• WHAT TO DO
Copy all of the data below without altering a single line.

• RECORDS
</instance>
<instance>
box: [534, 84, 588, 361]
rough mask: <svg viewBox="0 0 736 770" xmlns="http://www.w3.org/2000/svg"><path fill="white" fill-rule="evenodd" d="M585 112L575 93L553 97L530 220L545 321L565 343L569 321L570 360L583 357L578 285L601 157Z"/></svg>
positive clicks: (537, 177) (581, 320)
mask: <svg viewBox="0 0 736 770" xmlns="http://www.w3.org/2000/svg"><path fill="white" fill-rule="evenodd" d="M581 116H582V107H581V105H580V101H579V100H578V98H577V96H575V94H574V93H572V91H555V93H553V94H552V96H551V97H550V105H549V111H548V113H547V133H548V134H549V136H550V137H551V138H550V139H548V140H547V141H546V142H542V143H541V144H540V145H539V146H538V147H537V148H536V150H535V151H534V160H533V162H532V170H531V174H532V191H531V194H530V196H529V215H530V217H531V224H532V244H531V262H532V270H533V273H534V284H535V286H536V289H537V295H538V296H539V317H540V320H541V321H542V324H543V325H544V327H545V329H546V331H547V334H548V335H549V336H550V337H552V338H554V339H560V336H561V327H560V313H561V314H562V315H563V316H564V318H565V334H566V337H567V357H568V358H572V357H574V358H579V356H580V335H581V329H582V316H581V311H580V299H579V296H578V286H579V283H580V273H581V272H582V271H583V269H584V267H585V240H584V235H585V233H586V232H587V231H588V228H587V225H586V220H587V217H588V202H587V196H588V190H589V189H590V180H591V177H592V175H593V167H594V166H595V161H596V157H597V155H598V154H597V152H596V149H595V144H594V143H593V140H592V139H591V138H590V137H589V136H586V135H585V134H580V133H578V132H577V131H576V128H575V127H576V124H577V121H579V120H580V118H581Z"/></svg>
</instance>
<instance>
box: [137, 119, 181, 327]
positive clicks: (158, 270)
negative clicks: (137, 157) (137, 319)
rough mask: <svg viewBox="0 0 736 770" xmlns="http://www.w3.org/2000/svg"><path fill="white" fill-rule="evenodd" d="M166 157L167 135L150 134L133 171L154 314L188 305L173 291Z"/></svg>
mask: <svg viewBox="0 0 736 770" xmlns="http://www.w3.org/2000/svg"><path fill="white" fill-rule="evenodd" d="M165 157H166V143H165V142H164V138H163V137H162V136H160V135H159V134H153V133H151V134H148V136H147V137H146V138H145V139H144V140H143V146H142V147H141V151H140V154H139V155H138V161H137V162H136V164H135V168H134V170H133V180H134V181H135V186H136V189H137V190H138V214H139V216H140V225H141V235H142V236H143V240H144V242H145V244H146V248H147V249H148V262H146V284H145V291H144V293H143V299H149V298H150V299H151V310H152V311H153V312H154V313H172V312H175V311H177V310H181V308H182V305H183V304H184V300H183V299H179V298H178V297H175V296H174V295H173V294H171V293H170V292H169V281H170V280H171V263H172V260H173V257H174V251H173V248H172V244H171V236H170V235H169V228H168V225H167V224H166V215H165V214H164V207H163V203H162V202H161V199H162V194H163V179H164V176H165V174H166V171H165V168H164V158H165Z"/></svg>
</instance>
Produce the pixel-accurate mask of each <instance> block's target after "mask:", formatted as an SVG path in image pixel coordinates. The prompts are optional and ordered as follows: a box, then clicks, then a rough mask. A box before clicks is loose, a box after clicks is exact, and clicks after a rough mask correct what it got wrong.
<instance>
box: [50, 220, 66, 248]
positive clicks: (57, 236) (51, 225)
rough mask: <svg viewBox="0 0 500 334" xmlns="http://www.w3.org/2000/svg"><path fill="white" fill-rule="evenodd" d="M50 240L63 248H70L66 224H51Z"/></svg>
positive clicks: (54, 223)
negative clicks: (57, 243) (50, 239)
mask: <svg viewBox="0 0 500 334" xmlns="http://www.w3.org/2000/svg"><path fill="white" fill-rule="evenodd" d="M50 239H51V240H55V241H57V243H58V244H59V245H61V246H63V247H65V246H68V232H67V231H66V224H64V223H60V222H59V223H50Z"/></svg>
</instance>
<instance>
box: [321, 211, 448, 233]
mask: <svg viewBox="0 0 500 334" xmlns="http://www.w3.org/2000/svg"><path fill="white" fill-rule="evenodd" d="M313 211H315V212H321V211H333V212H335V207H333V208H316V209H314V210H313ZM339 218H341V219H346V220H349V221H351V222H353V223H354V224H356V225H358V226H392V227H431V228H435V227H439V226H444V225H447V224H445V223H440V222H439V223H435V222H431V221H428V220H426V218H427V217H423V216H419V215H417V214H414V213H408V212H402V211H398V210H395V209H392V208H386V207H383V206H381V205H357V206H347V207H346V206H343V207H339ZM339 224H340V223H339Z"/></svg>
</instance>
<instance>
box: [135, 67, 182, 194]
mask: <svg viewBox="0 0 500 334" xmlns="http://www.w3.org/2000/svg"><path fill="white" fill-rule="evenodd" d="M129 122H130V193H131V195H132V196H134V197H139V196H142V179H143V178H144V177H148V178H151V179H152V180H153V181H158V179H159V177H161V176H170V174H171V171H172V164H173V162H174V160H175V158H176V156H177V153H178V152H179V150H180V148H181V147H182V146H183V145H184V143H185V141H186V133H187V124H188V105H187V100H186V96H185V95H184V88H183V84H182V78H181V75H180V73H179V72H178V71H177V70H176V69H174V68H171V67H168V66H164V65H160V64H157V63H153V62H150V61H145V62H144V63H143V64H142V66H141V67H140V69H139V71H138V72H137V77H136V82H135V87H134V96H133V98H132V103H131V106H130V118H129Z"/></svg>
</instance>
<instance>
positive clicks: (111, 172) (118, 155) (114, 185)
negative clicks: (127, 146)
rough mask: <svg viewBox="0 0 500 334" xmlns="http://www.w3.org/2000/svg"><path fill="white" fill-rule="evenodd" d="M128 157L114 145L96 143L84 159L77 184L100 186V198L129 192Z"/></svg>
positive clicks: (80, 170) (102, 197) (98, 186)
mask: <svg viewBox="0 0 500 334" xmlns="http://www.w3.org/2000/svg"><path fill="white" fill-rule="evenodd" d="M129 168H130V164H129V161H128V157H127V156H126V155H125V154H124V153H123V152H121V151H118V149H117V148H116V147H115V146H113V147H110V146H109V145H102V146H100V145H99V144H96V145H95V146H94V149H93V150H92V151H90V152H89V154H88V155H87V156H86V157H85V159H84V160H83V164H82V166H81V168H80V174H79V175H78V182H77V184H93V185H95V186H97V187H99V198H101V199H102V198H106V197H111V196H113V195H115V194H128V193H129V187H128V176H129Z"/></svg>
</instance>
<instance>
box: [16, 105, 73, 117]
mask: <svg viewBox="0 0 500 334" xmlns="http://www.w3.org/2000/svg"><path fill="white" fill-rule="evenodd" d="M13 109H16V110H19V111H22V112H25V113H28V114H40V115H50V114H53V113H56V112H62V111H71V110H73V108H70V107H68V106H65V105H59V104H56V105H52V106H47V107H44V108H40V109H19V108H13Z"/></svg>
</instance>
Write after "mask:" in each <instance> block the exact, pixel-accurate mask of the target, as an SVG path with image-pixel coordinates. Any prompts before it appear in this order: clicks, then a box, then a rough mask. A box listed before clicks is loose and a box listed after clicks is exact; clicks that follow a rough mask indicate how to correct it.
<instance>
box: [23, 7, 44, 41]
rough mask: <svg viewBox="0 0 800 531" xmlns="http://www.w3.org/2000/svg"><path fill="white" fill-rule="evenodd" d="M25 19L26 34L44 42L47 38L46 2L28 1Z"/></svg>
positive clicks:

• ANSWER AREA
</instance>
<instance>
box: [534, 84, 588, 361]
rough mask: <svg viewBox="0 0 736 770" xmlns="http://www.w3.org/2000/svg"><path fill="white" fill-rule="evenodd" d="M585 112L575 93L553 97L530 220L545 321L565 343L569 321L570 360L583 357L578 285L601 157Z"/></svg>
positive clicks: (537, 177) (581, 320)
mask: <svg viewBox="0 0 736 770" xmlns="http://www.w3.org/2000/svg"><path fill="white" fill-rule="evenodd" d="M581 116H582V107H581V105H580V101H579V100H578V98H577V96H575V94H574V93H572V91H555V93H553V94H552V96H551V97H550V105H549V111H548V113H547V133H548V134H549V136H550V137H551V138H550V139H548V140H547V141H546V142H542V143H541V144H540V145H539V146H538V147H537V148H536V150H535V151H534V160H533V162H532V170H531V174H532V191H531V194H530V196H529V215H530V217H531V224H532V244H531V262H532V270H533V273H534V284H535V286H536V289H537V295H538V296H539V317H540V320H541V321H542V324H543V325H544V327H545V329H546V331H547V334H548V335H549V336H550V337H552V338H554V339H560V336H561V327H560V313H561V314H562V315H563V316H564V318H565V334H566V337H567V357H568V358H572V357H574V358H579V356H580V335H581V329H582V316H581V311H580V299H579V296H578V286H579V283H580V273H581V272H582V271H583V269H584V267H585V240H584V235H585V233H586V232H587V231H588V228H587V225H586V220H587V217H588V202H587V196H588V190H589V189H590V180H591V177H592V175H593V167H594V166H595V161H596V157H597V155H598V154H597V152H596V149H595V144H594V143H593V140H592V139H591V138H590V137H589V136H586V135H585V134H580V133H578V132H577V131H576V128H575V127H576V124H577V121H579V120H580V118H581Z"/></svg>
</instance>
<instance>
box: [137, 119, 181, 327]
positive clicks: (158, 270)
negative clicks: (137, 157) (137, 319)
rough mask: <svg viewBox="0 0 736 770" xmlns="http://www.w3.org/2000/svg"><path fill="white" fill-rule="evenodd" d="M166 157L167 135L150 134L133 171L154 314L188 305L173 291Z"/></svg>
mask: <svg viewBox="0 0 736 770" xmlns="http://www.w3.org/2000/svg"><path fill="white" fill-rule="evenodd" d="M165 157H166V143H165V142H164V138H163V137H162V136H160V135H159V134H153V133H151V134H148V136H147V137H146V138H145V139H144V140H143V146H142V147H141V151H140V154H139V155H138V161H137V162H136V164H135V168H134V170H133V180H134V181H135V186H136V189H137V190H138V214H139V216H140V225H141V235H142V236H143V240H144V242H145V244H146V248H147V249H148V262H146V284H145V291H144V293H143V299H149V298H150V299H151V310H152V311H153V312H154V313H172V312H175V311H177V310H181V308H182V305H183V304H184V300H183V299H179V298H178V297H175V296H174V295H173V294H171V293H170V292H169V281H170V280H171V263H172V260H173V257H174V251H173V248H172V244H171V236H170V235H169V228H168V225H167V224H166V215H165V214H164V207H163V203H162V202H161V199H162V194H163V179H164V176H165V174H166V171H165V168H164V158H165Z"/></svg>
</instance>
Produce the pixel-accurate mask of each <instance> block's target after "mask:", formatted as an SVG path in image pixel coordinates. The prompts are optional and ordered as follows: a box, then clicks, then a rough mask. A box before clicks is loose, a box after clicks is exact, and clicks after a rough mask correct what it got wrong.
<instance>
box: [50, 220, 66, 248]
positive clicks: (57, 236) (51, 225)
rough mask: <svg viewBox="0 0 500 334" xmlns="http://www.w3.org/2000/svg"><path fill="white" fill-rule="evenodd" d="M50 240L63 248H70L66 224H51Z"/></svg>
positive clicks: (54, 223)
negative clicks: (57, 243) (50, 239)
mask: <svg viewBox="0 0 500 334" xmlns="http://www.w3.org/2000/svg"><path fill="white" fill-rule="evenodd" d="M50 239H51V240H55V241H57V243H58V244H59V245H61V246H63V247H65V246H68V232H67V231H66V224H64V223H60V222H59V223H50Z"/></svg>
</instance>
<instance>
box: [321, 211, 448, 233]
mask: <svg viewBox="0 0 500 334" xmlns="http://www.w3.org/2000/svg"><path fill="white" fill-rule="evenodd" d="M313 211H315V212H321V211H333V212H335V207H333V208H316V209H314V210H313ZM339 218H341V219H346V220H349V221H351V222H353V223H354V224H356V225H358V226H392V227H431V228H435V227H439V226H444V225H447V224H445V223H440V222H439V223H435V222H431V221H428V220H426V218H427V217H423V216H419V215H417V214H414V213H408V212H402V211H398V210H395V209H392V208H386V207H383V206H381V205H357V206H347V207H346V206H343V207H339ZM339 224H340V223H339Z"/></svg>
</instance>
<instance>
box: [135, 67, 182, 194]
mask: <svg viewBox="0 0 500 334" xmlns="http://www.w3.org/2000/svg"><path fill="white" fill-rule="evenodd" d="M129 122H130V193H131V195H132V196H134V197H139V196H142V179H143V178H144V177H148V178H151V179H152V180H153V181H158V179H159V177H161V176H170V174H171V171H172V164H173V162H174V160H175V158H176V156H177V153H178V152H179V150H180V148H181V147H182V146H183V145H184V143H185V141H186V133H187V124H188V105H187V100H186V96H185V95H184V88H183V84H182V78H181V75H180V73H179V72H178V71H177V70H176V69H174V68H171V67H168V66H164V65H160V64H157V63H153V62H150V61H145V62H144V63H143V64H142V66H141V67H140V69H139V71H138V72H137V77H136V82H135V87H134V96H133V98H132V103H131V106H130V118H129Z"/></svg>
</instance>
<instance>
positive clicks: (111, 172) (118, 155) (114, 185)
negative clicks: (127, 146)
rough mask: <svg viewBox="0 0 500 334" xmlns="http://www.w3.org/2000/svg"><path fill="white" fill-rule="evenodd" d="M128 157L114 145L96 143L84 159L77 184L100 186V198L129 192Z"/></svg>
positive clicks: (80, 170) (102, 197) (98, 186)
mask: <svg viewBox="0 0 500 334" xmlns="http://www.w3.org/2000/svg"><path fill="white" fill-rule="evenodd" d="M129 168H130V164H129V161H128V157H127V156H126V155H125V154H124V153H123V152H121V151H118V149H117V148H116V147H115V146H113V147H110V146H109V145H102V146H100V145H99V144H96V145H95V146H94V149H93V150H92V151H90V152H89V154H88V155H87V156H86V157H85V159H84V160H83V164H82V166H81V168H80V174H79V175H78V182H77V184H93V185H95V186H97V187H99V198H101V199H102V198H106V197H111V196H113V195H115V194H128V193H129V187H128V176H129Z"/></svg>
</instance>
<instance>
box: [16, 105, 73, 117]
mask: <svg viewBox="0 0 500 334" xmlns="http://www.w3.org/2000/svg"><path fill="white" fill-rule="evenodd" d="M13 109H16V110H19V111H22V112H25V113H28V114H40V115H50V114H53V113H56V112H62V111H71V110H73V108H70V107H68V106H65V105H59V104H56V105H52V106H47V107H44V108H40V109H19V108H13Z"/></svg>
</instance>
Write after "mask:" in each <instance> block the exact, pixel-accurate mask of the target, as an SVG path with image-pixel coordinates. Any prompts before it appear in this order: clicks, then a box, then a rough mask. A box listed before clicks is loose and a box listed after clicks is exact; clicks that follow a rough mask indicate how to correct it.
<instance>
box: [23, 7, 44, 41]
rough mask: <svg viewBox="0 0 800 531" xmlns="http://www.w3.org/2000/svg"><path fill="white" fill-rule="evenodd" d="M25 19L26 34L44 42L47 38L46 2L28 1Z"/></svg>
positive clicks:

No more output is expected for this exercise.